-- Task --
Carry on the article below about Minnesota's health-care homes and the new primary care payment program, picking up right after its final sentence.

-- Passage for review --

More than six years after the Affordable Care Act (ACA) was first signed into law, President Barack Obama on Monday announced plans to address what many had hoped the act would do all along: move the nation's health-care system away from a traditional fee-for-service model.
The newly announced Comprehensive Primary Care Plus program, which will be part of the ACA, will impact the way 20,000 doctors serve 25 million patients. The five-year program, which will launch in January 2017, will pay participating providers a fixed monthly fee, along with bonuses for meeting various health goals. Traditionally, those providers have been reimbursed based on the number of patient visits or procedures they log. That approach has long been lambasted by health-care experts as a big reason for rising costs.
The new move could incentivize states to adopt the "health-care home" model of care that's been shown not only to improve health outcomes but also to save billions of dollars. Despite the promising potential of that model, it hasn't been widely embraced by states.
One state that has become a model for health-care homes is Minnesota, which has saved more than $1 billion over the past five years by investing in that form of care, according to a study by the University of Minnesota earlier this year. These health-care homes embody precisely what advocates of a coordinated health-care system want: a one-stop shop for a patient to get all of her health needs met in as few visits as possible.
In 2008, before the Affordable Care Act had been introduced, then-Minnesota Gov. Tim Pawlenty formed a task force to study how to cut health-care costs across the board. The state had a maternal and child health-care coordination program, which parents had been happy with, so the state expanded that program to transform all primary care clinics into patient-centered health-care homes.
Eight years later, 54 percent of Minnesota's primary care clinics are certified health-care homes. Nationwide, only about 15 percent of primary care clinics are considered health-care homes.
In traditional clinics, patients meet with a primary care doctor, who then may refer them to an outside specialist for further care, or a pharmacy to pick up a prescription. In a health-care home, however, all those functions -- including primary and specialist care, pharmacy assistance, mental health specialists and more -- are housed under one roof. “The staff, even down to the front desk assistant, are part of a care team. Even the intake is different; you don’t fill out forms because staff that morning already had a huddle about the needs of each patient that day," said Marci Nielsen, president and CEO of the national Patient-Centered Primary Care Collaborative. "The idea is for all of your medical needs [to] meet you where you are, instead of a 15-minute visit where you’re rushed out of the door."
The medical home model traces back to a 1960s movement to provide better care for special needs children. Pockets of the country, along with insurers like Kaiser Permanente and Group Health, have embraced the concept of a patient-centered medical home. But the nationwide dependence on fee-for-service has prevented the model from becoming widespread. Even in Minnesota, there are still parts of the state -- particularly rural areas -- that don’t have access to these homes.

-- Data shown --

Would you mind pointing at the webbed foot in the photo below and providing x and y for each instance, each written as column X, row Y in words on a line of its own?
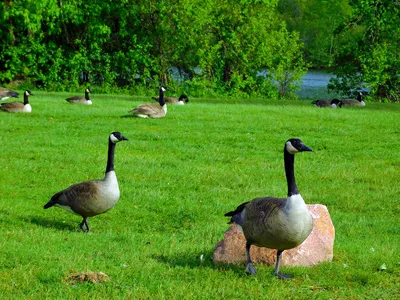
column 250, row 270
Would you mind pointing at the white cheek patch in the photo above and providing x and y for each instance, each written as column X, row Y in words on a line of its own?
column 290, row 148
column 113, row 139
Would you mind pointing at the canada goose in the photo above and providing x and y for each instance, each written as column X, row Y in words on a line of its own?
column 276, row 223
column 154, row 111
column 18, row 106
column 327, row 103
column 354, row 102
column 174, row 100
column 91, row 198
column 7, row 93
column 81, row 99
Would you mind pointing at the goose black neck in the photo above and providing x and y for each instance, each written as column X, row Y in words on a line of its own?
column 110, row 159
column 289, row 171
column 25, row 99
column 161, row 98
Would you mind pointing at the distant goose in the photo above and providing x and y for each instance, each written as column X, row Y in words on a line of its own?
column 276, row 223
column 18, row 106
column 183, row 99
column 354, row 102
column 327, row 103
column 81, row 99
column 154, row 111
column 91, row 198
column 7, row 93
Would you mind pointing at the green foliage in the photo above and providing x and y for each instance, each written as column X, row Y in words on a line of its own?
column 131, row 44
column 316, row 22
column 178, row 176
column 372, row 57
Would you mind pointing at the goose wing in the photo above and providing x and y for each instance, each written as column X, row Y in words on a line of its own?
column 147, row 109
column 171, row 100
column 12, row 106
column 78, row 198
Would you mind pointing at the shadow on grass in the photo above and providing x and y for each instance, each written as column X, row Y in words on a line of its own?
column 46, row 223
column 193, row 261
column 10, row 219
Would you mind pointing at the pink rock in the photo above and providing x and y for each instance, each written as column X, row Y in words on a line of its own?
column 318, row 247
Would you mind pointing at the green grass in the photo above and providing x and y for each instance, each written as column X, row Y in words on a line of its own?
column 178, row 176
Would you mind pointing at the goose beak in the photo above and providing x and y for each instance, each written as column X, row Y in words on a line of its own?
column 305, row 148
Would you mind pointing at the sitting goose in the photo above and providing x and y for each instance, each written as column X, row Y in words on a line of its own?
column 81, row 99
column 18, row 106
column 182, row 100
column 354, row 102
column 154, row 111
column 328, row 103
column 7, row 93
column 276, row 223
column 91, row 198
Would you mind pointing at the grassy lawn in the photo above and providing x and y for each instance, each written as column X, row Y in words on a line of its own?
column 178, row 176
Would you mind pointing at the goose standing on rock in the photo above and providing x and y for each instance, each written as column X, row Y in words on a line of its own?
column 18, row 106
column 354, row 102
column 182, row 100
column 154, row 111
column 91, row 198
column 276, row 223
column 7, row 93
column 81, row 99
column 328, row 103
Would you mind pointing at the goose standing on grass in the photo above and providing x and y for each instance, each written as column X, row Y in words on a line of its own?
column 18, row 106
column 328, row 103
column 81, row 99
column 91, row 198
column 154, row 111
column 7, row 93
column 276, row 223
column 182, row 100
column 354, row 102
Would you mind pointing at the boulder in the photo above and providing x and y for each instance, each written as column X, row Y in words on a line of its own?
column 317, row 248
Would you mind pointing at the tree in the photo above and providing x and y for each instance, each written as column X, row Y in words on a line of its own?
column 371, row 56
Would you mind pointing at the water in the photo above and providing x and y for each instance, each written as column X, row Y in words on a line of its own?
column 314, row 85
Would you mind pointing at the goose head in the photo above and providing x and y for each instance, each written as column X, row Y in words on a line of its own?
column 359, row 96
column 116, row 137
column 336, row 102
column 294, row 146
column 28, row 93
column 184, row 97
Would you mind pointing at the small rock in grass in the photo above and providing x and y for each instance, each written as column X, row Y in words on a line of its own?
column 91, row 277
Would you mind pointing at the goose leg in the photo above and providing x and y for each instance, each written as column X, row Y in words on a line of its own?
column 86, row 223
column 278, row 263
column 249, row 268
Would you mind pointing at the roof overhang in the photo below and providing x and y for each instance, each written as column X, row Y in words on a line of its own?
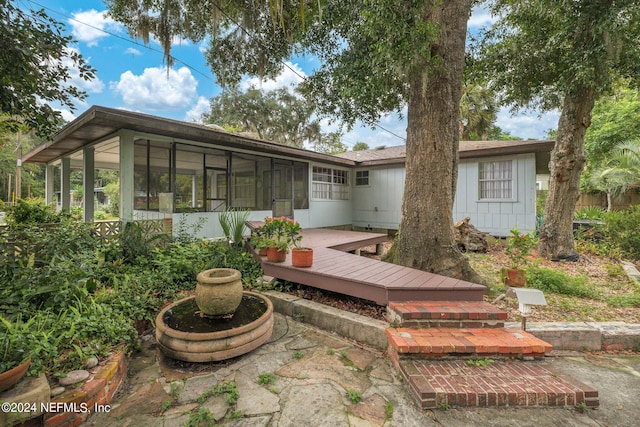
column 98, row 123
column 481, row 149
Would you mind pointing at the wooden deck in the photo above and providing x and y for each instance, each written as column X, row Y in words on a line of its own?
column 336, row 270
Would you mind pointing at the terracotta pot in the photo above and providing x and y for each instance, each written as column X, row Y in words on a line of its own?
column 274, row 255
column 514, row 277
column 9, row 378
column 219, row 291
column 302, row 257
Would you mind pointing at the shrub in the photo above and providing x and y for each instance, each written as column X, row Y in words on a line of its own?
column 590, row 213
column 548, row 280
column 33, row 211
column 621, row 229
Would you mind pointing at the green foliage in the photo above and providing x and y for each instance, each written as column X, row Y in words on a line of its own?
column 621, row 230
column 137, row 245
column 233, row 225
column 202, row 418
column 555, row 281
column 354, row 396
column 267, row 379
column 112, row 191
column 388, row 410
column 481, row 363
column 82, row 299
column 619, row 171
column 590, row 213
column 33, row 211
column 15, row 343
column 631, row 300
column 360, row 146
column 277, row 115
column 613, row 121
column 27, row 88
column 230, row 391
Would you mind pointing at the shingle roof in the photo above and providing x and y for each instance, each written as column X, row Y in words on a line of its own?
column 468, row 149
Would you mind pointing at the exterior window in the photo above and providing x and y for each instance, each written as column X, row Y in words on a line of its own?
column 362, row 177
column 151, row 174
column 330, row 184
column 496, row 180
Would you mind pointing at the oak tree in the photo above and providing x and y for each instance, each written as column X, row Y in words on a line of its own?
column 561, row 54
column 34, row 55
column 377, row 56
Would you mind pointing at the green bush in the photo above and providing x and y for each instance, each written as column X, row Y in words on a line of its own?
column 82, row 296
column 554, row 281
column 622, row 229
column 591, row 213
column 32, row 211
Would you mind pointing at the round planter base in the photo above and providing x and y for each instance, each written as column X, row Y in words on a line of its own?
column 216, row 339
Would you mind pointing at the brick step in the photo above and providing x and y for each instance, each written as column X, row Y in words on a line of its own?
column 463, row 342
column 445, row 314
column 445, row 384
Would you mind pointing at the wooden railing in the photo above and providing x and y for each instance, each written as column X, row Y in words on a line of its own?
column 105, row 230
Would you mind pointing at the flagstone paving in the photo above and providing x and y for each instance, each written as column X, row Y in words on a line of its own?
column 312, row 390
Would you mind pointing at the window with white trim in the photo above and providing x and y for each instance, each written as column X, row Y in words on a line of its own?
column 330, row 184
column 496, row 180
column 362, row 178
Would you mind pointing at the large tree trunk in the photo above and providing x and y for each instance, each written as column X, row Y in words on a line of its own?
column 426, row 240
column 567, row 161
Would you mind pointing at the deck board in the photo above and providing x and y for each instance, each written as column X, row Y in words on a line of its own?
column 334, row 269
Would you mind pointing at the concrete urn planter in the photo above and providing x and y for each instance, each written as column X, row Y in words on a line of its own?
column 219, row 291
column 219, row 343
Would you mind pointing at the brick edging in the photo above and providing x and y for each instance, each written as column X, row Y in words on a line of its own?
column 78, row 404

-- Task answer --
“In Minnesota, we just decided to go whole hog on it. People in this state just care about improving health care, period,” said Douglas Wholey, a health policy professor at the University of Minnesota who co-wrote the report. While it was a significant investment up front, “it works because it reduces costs overall and improves the quality of care."
In addition to saving around a billion dollars, the University of Minnesota's report highlights improvements in health. For example, 39 percent of asthmatic children treated in medical homes met health-care goals such as fewer hospitalizations; compared to only 19 percent in traditional primary care clinics. There were also modest but positive health improvements in patients with vascular issues, diabetes and depression.
While the health data is overwhelming, the state doesn't have data on how satisfied the doctors themselves are with this model.
“We don’t have the cold data, but we’ve heard anecdotally that having that support from the state really improves workforce culture,” said Bonnie LaPlante, director of Minnesota’s health-care home program. Doctors are actually able to do what they are trained to do, instead of having to wade through paperwork and middlemen to make sure a patient gets care, she said.
“And for patients, they feel like that have an advocate. They have a care coordinator that calls them and makes sure all of their appointments are in one day. You know you’re part of a team-based care system,” said LaPlante.
The new push from the Obama administration could incentivize more states to adopt a model similar to Minnesota’s. “This model is really vital for the future of health care," said LaPlante. "It establishes a really strong foundation to move away from fee-for-service once and for all."
Nielsen, of the Patient-Centered Primary Care Collaborative, agrees. “It truly is exciting, and it’s just in time," she said in reaction to Monday's announcment. "So much of what we’ve been saying is important is embedded in the language of Comprehensive Primary Care Plus. We’re optimistic that this will help providers stuck on the hamster wheel of fee-for-service and give them more options.”